(Estratto della pagina):
+===+

I PRIMI CITTADINI VERDI DI MILANO, ROMA E PALERMO
GLI ALBERI SONO L’UNITÀ minima che l’uomo si è educato ad accudire per disegnare, o meglio ridisegnare, il paesaggio. Appartiene a quella parte del vivente che ha deciso di tenersi accanto, talvolta un vivente che lo supera, per dimensione, caparbietà, longevità. La mattina, quando vado a meditare lungo i sentieri e i torrenti che innervano un bosco d’intorno ad un piccolo lago alpino, a fine pratica, raggiungo una quercia svettante. Poso le mani sulla sua corteccia scolpita, brunita, in cerca di buio, e lascio che lo sguardo caramboli fino ai piani alti. Rami saettanti, alcuni integri, altri spezzati. È una delle riserve di memoria naturale di questo piccolo bosco ai piedi delle Alpi Cozie. Mi impressiona, ogni volta, che la sua età potrebbe essere pari, o anche più lunga, rispetto alla somma delle età mia e di mio padre. I nostri tempi superati da questo singolo ospite radicante. Quale e quanta vastità di percezione ci dona la natura.
IMPRESSIONANTI sono gli alberi delle città. Resistono qui dentro, nonostante il continuo fracasso, l’inquinamento, l’ossessione per gli spazi, e i suoni che percuotono la terra, là dove gli alberi nascono e stazionano. Non ci pensiamo quasi mai al disturbo che essi percepiscono a causa dei continui sommovimenti che la nostra azione innesca. E Milano è una delle nostre più dinamiche concentrazioni di umani.

+===+

(Materiale fornito):
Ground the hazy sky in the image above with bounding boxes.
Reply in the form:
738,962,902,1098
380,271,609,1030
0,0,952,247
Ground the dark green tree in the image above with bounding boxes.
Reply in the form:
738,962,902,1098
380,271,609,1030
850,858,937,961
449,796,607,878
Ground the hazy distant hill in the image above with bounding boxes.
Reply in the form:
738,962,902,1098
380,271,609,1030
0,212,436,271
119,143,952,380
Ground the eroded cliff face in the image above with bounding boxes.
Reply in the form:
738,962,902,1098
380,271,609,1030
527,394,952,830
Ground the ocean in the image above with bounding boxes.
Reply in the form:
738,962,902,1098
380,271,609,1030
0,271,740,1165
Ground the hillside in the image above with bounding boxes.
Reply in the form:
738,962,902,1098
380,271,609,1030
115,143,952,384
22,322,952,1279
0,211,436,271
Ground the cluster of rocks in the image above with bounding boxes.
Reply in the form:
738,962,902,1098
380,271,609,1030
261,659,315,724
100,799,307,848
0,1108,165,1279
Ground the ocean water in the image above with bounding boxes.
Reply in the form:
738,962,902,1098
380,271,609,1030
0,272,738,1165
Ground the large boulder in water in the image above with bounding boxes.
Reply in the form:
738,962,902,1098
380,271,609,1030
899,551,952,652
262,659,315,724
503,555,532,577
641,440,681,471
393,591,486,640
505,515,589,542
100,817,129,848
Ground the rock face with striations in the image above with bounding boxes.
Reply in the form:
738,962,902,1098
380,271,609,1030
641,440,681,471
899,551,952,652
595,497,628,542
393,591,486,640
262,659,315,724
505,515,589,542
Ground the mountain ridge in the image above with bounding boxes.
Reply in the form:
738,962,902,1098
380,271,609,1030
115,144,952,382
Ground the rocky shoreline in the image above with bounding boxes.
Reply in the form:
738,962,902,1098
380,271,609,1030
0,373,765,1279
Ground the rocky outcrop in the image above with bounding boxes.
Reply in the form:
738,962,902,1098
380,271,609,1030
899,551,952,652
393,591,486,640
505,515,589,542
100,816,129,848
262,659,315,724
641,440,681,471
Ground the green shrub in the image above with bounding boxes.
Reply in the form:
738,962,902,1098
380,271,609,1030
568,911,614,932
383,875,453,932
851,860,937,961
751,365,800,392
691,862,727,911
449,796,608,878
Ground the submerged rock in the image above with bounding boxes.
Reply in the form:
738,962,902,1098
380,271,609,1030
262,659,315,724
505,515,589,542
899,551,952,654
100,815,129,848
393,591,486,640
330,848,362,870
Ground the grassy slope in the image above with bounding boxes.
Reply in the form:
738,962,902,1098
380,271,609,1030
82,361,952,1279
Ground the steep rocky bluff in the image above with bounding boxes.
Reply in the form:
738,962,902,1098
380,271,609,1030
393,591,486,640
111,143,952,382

+===+

(Compito da svolgere):
Restituisci parola per parola il tratto del testo sugli alberi che va da "IMPRESSIONANTI sono gli" fino a "concentrazioni di umani.", estremi inclusi.

(Soluzione proposta):
IMPRESSIONANTI sono gli alberi delle città. Resistono qui dentro, nonostante il continuo fracasso, l’inquinamento, l’ossessione per gli spazi, e i suoni che percuotono la terra, là dove gli alberi nascono e stazionano. Non ci pensiamo quasi mai al disturbo che essi percepiscono a causa dei continui sommovimenti che la nostra azione innesca. E Milano è una delle nostre più dinamiche concentrazioni di umani.